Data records

......

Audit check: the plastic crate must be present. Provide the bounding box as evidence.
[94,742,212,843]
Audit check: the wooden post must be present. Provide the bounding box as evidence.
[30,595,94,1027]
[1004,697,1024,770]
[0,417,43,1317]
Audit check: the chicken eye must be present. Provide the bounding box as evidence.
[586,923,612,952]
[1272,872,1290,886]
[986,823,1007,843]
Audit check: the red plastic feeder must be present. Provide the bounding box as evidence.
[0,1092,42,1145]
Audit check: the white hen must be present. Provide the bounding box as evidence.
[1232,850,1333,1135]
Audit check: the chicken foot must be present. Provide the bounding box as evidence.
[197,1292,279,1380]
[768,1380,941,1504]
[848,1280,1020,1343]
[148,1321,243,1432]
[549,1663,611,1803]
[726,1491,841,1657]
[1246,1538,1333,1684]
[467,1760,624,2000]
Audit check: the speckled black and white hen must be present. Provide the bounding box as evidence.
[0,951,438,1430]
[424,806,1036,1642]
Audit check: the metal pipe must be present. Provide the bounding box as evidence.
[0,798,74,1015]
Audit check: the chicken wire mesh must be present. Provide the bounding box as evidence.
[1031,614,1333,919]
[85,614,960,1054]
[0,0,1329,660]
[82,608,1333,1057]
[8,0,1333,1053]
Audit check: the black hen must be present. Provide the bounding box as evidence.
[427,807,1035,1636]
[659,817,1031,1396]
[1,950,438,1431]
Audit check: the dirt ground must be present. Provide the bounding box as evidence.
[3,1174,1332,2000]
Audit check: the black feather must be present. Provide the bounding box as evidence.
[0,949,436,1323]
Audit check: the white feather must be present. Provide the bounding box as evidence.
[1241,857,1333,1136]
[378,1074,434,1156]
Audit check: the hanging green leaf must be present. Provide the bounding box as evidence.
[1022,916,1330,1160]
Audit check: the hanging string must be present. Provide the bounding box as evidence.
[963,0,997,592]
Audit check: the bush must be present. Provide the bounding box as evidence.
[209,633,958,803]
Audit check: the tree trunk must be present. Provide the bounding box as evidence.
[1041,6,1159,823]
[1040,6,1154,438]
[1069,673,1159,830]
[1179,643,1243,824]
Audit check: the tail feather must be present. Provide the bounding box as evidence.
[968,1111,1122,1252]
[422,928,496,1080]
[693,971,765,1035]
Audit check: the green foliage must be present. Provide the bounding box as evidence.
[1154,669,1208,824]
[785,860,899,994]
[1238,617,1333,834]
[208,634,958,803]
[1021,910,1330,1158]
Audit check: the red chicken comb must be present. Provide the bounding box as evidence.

......

Set all the entries above down again exactly.

__Answer box__:
Audit check: the plastic crate must be present. Provide the bounding box as evidence.
[94,742,212,843]
Audit check: the wooden post must be present. Provide the bounding box as evidence.
[30,595,94,1027]
[1004,697,1024,770]
[0,417,43,1317]
Audit check: the chicken eye must be present. Provide the bounding box as evidence.
[586,923,612,952]
[1272,872,1290,886]
[986,823,1007,843]
Audit check: the red plastic feeder must be present. Provide the bounding box as evidence.
[0,1092,42,1145]
Audit check: the white hen must be present. Provide the bounding box as evidence.
[1232,850,1333,1135]
Audit check: the chicken foot must be present. Provide the bounding box as evidence.
[197,1292,279,1380]
[768,1380,941,1504]
[848,1280,1020,1343]
[148,1321,243,1432]
[549,1663,611,1803]
[726,1491,841,1657]
[1246,1538,1333,1684]
[467,1760,624,2000]
Audit check: the speckled black and white hen must be present. Provide the bounding box as evidence.
[0,951,438,1430]
[424,806,1036,1642]
Audit check: the metal pipe must be present. Provide the bounding box as evidence.
[0,798,74,1015]
Audit check: the chicken wire mesh must be present. Provide the bounding box as evidence.
[1031,614,1333,919]
[85,614,960,1054]
[0,0,1329,660]
[82,608,1333,1057]
[8,0,1333,1053]
Audit check: the black hen must be present. Provide the bounding box as evidence.
[427,807,1035,1636]
[659,817,1031,1396]
[1,950,438,1431]
Audit check: the dirt ground must be present. Provide the bounding box as evidence.
[3,1174,1332,2000]
Audit check: the black feather must be present. Provide the bounding box as evidence.
[0,949,436,1323]
Audit check: the white feather must be present. Provide the bounding box as evidence.
[1241,857,1333,1136]
[378,1074,434,1156]
Audit check: the hanging green leaf must be present. Provide the bounding box as evidence.
[1022,916,1330,1160]
Audit check: the hanging string must be present. Provide the bounding box as evidence.
[963,0,997,592]
Audit check: the bush must be present. Provide the bounding box as evidence.
[209,633,958,803]
Audit check: the tree trunk must be present. Provide the bounding box as evidence.
[1041,6,1159,823]
[1040,6,1154,438]
[1069,673,1159,830]
[1179,643,1243,824]
Audit check: the tail feather must be present. Provide the bounding box as evidence.
[968,1111,1122,1252]
[422,928,496,1080]
[693,971,765,1035]
Audit check: the green foliage must be present. Provide the bounding box as evidence.
[1154,669,1208,824]
[785,860,899,994]
[1238,617,1333,834]
[208,634,958,803]
[1021,910,1330,1158]
Audit check: the red chicken comb must be present. Provide the bounding box as evidence.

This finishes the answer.